*Listed entries:*
------------

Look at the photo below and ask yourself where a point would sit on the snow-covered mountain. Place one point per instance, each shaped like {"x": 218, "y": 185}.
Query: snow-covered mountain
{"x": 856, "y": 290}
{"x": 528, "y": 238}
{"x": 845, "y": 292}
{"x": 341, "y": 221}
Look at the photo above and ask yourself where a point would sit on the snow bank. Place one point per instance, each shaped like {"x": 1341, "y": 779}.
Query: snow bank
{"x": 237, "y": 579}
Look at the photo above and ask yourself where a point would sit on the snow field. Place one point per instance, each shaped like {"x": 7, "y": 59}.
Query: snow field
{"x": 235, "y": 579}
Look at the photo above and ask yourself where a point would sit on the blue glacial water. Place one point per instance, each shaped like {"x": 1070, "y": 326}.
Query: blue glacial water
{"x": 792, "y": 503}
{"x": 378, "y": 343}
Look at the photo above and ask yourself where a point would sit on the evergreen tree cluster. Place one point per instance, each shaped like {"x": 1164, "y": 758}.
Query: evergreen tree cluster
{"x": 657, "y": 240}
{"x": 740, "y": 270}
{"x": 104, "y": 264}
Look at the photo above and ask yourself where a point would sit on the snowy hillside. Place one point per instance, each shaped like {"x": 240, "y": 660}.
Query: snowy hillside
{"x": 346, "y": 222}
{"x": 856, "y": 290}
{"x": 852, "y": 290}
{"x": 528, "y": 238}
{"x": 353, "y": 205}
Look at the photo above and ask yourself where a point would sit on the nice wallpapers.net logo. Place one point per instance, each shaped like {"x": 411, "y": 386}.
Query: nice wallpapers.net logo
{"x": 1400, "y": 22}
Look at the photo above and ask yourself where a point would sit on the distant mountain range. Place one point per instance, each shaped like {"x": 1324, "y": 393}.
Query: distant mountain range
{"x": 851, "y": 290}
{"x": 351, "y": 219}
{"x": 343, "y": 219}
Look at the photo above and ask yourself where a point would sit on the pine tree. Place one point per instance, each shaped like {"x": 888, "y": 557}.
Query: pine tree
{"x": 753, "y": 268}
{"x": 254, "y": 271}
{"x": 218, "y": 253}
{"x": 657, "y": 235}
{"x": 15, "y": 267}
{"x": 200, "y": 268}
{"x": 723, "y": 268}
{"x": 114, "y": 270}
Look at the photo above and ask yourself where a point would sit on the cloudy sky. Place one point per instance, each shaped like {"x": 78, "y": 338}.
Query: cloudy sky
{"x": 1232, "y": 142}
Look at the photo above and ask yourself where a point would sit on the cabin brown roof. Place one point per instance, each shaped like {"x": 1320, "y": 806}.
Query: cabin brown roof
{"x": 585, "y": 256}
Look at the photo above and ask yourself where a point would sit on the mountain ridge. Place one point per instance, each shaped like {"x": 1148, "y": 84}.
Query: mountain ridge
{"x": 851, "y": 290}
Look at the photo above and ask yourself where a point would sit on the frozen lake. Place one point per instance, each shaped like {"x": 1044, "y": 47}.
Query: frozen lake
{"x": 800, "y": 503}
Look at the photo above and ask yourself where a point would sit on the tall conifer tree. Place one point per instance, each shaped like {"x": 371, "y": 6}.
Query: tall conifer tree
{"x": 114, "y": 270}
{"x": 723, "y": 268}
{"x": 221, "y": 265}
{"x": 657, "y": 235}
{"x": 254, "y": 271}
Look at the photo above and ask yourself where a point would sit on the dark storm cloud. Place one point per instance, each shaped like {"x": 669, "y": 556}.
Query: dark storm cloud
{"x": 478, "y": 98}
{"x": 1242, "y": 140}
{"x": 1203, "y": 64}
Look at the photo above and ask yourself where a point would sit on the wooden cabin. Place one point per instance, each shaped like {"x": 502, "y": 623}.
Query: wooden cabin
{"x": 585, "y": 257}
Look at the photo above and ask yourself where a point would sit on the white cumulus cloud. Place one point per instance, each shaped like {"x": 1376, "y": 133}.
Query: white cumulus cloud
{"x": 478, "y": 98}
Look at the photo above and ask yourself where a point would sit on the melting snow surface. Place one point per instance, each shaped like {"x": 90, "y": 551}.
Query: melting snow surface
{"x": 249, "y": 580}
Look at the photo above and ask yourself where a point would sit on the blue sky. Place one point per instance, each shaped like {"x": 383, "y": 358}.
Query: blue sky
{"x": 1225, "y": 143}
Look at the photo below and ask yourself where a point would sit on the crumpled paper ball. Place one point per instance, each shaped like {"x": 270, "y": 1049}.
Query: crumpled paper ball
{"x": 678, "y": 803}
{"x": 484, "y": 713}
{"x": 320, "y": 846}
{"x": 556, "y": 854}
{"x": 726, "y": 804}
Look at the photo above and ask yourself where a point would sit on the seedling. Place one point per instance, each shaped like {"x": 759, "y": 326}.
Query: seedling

------------

*What the exercise asks:* Every record in the listing above is to be copied exactly.

*Written solution:*
Look at the photo below and ask yourself where a point would sit on the snow-covered mountain. Place one point per instance, each shaped like {"x": 218, "y": 185}.
Query: snow-covered mountain
{"x": 856, "y": 290}
{"x": 528, "y": 238}
{"x": 845, "y": 292}
{"x": 341, "y": 221}
Look at the photo above and ask yourself where a point would sit on the snow bank. Place one point per instance, each shaped like {"x": 1341, "y": 779}.
Query: snow bank
{"x": 237, "y": 579}
Look at the photo above and ask yourself where a point would sit on the snow field. Place one point per instance, each shaped like {"x": 7, "y": 59}.
Query: snow field
{"x": 235, "y": 579}
Look at the photo above and ask yourself where a point would sit on the blue glacial water. Place one point per instance, each shaped like {"x": 1070, "y": 326}.
Query: blue glacial water
{"x": 792, "y": 503}
{"x": 378, "y": 343}
Look at the photo above and ask yourself where a point would sit on the evergreen tree cluster. Place one point per instance, each shaped like {"x": 1164, "y": 758}.
Query: evergreen tree cluster
{"x": 657, "y": 240}
{"x": 740, "y": 270}
{"x": 104, "y": 264}
Look at the photo above and ask yourself where a point would sit on the snowy hillside. Place one point per instance, each shaped like {"x": 240, "y": 660}.
Query: snowy hillside
{"x": 346, "y": 222}
{"x": 856, "y": 290}
{"x": 852, "y": 290}
{"x": 528, "y": 238}
{"x": 353, "y": 205}
Look at the photo above and ask yourself where a point would sit on the nice wallpapers.net logo. Place one point per instance, each shaped like {"x": 411, "y": 386}.
Query: nice wallpapers.net logo
{"x": 1400, "y": 22}
Look at the photo above and ask yourself where a point would sit on the distant mountain range. Place one point per instance, each shaped like {"x": 1324, "y": 393}.
Query: distant mountain range
{"x": 851, "y": 290}
{"x": 351, "y": 219}
{"x": 343, "y": 219}
Look at the photo above and ask yourself where a point would sit on the pine tree. Place one point per instance, each shaped like {"x": 888, "y": 557}.
Query: pine tree
{"x": 753, "y": 268}
{"x": 254, "y": 271}
{"x": 218, "y": 253}
{"x": 657, "y": 235}
{"x": 15, "y": 267}
{"x": 200, "y": 268}
{"x": 723, "y": 268}
{"x": 114, "y": 270}
Look at the photo above and ask yourself where a point would sit on the cloudy sky. Place one point per instance, each shaped like {"x": 78, "y": 338}.
Query: cloudy sky
{"x": 1232, "y": 142}
Look at the photo above and ask yourself where a point would sit on the cabin brown roof. Place one point per instance, each shaped like {"x": 1320, "y": 806}.
Query: cabin brown roof
{"x": 585, "y": 256}
Look at the photo above and ask yourself where a point would sit on the mountain ridge. Place one point per instance, each shaped like {"x": 1148, "y": 84}.
Query: mountain ridge
{"x": 851, "y": 290}
Look at the photo above and ask yourself where a point would sit on the frozen lake. Place one point per instance, each shaped like {"x": 1044, "y": 47}.
Query: frozen lake
{"x": 800, "y": 503}
Look at the photo above and ask yourself where a point would sit on the tall conifer tree. Place one point per instance, each shaped like {"x": 371, "y": 6}.
Query: tall conifer tree
{"x": 114, "y": 270}
{"x": 723, "y": 268}
{"x": 221, "y": 265}
{"x": 657, "y": 235}
{"x": 254, "y": 271}
Look at the photo above and ask yourself where a point would sit on the dark storm cloud. Place one point per instance, each shaped like {"x": 669, "y": 556}.
Query: dark storm cloud
{"x": 478, "y": 98}
{"x": 1242, "y": 140}
{"x": 1203, "y": 64}
Look at the photo above and ask yourself where a point would sit on the wooden cabin. Place one point per instance, each shaped like {"x": 502, "y": 623}.
Query: wooden cabin
{"x": 585, "y": 257}
Look at the photo above and ask yourself where a point would sit on the white cumulus cloud. Place one point per instance, each shaped like {"x": 1376, "y": 133}.
Query: white cumulus cloud
{"x": 478, "y": 98}
Look at the photo above and ask yourself where a point would sit on the melting snow surface. Place one point per instance, each shaped like {"x": 90, "y": 551}.
Query: melting snow surface
{"x": 249, "y": 580}
Look at the photo above and ask yourself where a point would sit on the blue sky. Place one point per instance, each shaped like {"x": 383, "y": 358}.
Query: blue sky
{"x": 1225, "y": 143}
Look at the photo below and ask yourself where a point would sit on the crumpled paper ball. Place one point per instance, each shaped like {"x": 270, "y": 1049}.
Query: crumpled paper ball
{"x": 678, "y": 803}
{"x": 484, "y": 713}
{"x": 320, "y": 846}
{"x": 556, "y": 854}
{"x": 726, "y": 804}
Look at the photo above and ask yourself where a point would sit on the seedling. Place one point per instance, each shaped like {"x": 759, "y": 326}.
Query: seedling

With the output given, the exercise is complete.